**EXTRAIT DU TEXTE**
§

Le pillage des temples du complexe d’Angkor a cessé. Bel et bien. Mais pas depuis si longtemps.
Bien souvent, ce que le touriste prend pour un coup de burin qui aurait arraché le visage d’une statue est en réalité un drame qui n’a rien à voir avec le trafic d’œuvre d’art. Mais qui date de l’époque même d’Angkor. Lors du changement de religion, les rois successifs ont fait bûcher de nombreuses représentations de divinités, plus en phase avec la nouvelle croyance officielle. Mais elles sont pourtant nombreuses, les Apsaras ou les Devatas, à avoir perdu la face sous les coups des pilleurs. Et pas uniquement dans les temples éloignés.
Retour sur un phénomène heureusement devenu un mauvais souvenir…
Ce n’est pas André Malraux qui a donné l’exemple en allant découper 800 kilos de grés rose à Banteay Srey un beau matin de décembre 1923. Les pilleurs, il y en a eu avant lui et surtout, après. Nous sommes en 1866. Cela fait trois ans déjà que la France a intégré le Cambodge dans son Empire, en tant que protectorat : le roi khmer, Norodom Ier, a reprit le flambeau de son père le Roi Ang Duong et a finalement réussi là où son père avait échoué, à savoir, se mettre sous le parapluie de la France.

§

**DONNÉES BRUTES**
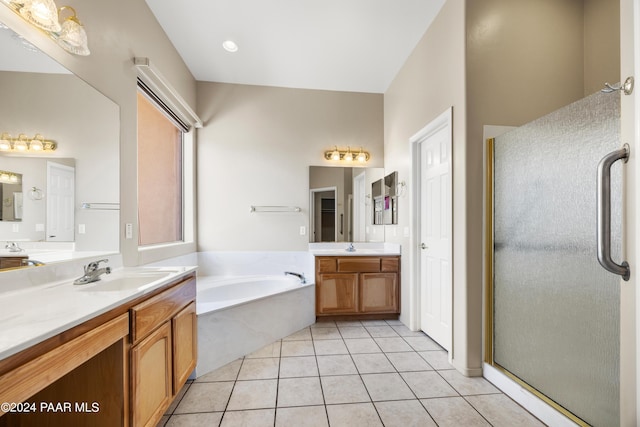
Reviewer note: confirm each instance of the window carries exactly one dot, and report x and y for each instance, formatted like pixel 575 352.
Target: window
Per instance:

§

**TRAVAIL DEMANDÉ**
A) Reproduisez le passage du texte sur le pillage d'Angkor compris entre « Le pillage des » et « les temples éloignés. », bornes incluses.
B) Prolongez le texte sur le pillage d'Angkor au-delà de sa dernière phrase.
Les données ci-dessus n'ont aucun lien avec le texte sur le pillage d'Angkor.

**RÉPONSES FOURNIES**
A)
Le pillage des temples du complexe d’Angkor a cessé. Bel et bien. Mais pas depuis si longtemps.
Bien souvent, ce que le touriste prend pour un coup de burin qui aurait arraché le visage d’une statue est en réalité un drame qui n’a rien à voir avec le trafic d’œuvre d’art. Mais qui date de l’époque même d’Angkor. Lors du changement de religion, les rois successifs ont fait bûcher de nombreuses représentations de divinités, plus en phase avec la nouvelle croyance officielle. Mais elles sont pourtant nombreuses, les Apsaras ou les Devatas, à avoir perdu la face sous les coups des pilleurs. Et pas uniquement dans les temples éloignés.

B)
Louis Delaporte
Louis Delaporte arrive donc à Angkor à cette époque. Siem Reap est une province encore administrée par Bangkok. Il faut en effet attendre 1907 pour que celle ci, avec ses voisines Sisophon et Battambang, redevienne entièrement cambodgienne. La France n’est donc, à Angkor, pas encore totalement chez elle malgré le protectorat. Or, Louis Delaporte, lorsqu’il embarque sur le bateau à vapeur qui relie Saïgon à Siem Reap, a une seule chose en tête : ramener en France des œuvres d’arts angkoriennes. Bien entendu, le Siam était opposé au départ des biens culturels, et les autorités empêchaient toute sortie d’œuvres de leur territoire. C’est uniquement grâce à de somptueux cadeaux offerts en « échanges diplomatiques », que Louis Delaporte réussit à convaincre les autorités locales de le laisser emporter les objets qu’il convoite. Et qui sont aujourd’hui exposés au musée Guimet !
Louis Delaporte
Au final, cet avantage apporté à la France par le statut du protectorat, à une époque de fragilisation de l’empire khmer, a conduit au fait que le gouvernement cambodgien n’a jamais demandé à la France la restitution de ces biens culturels.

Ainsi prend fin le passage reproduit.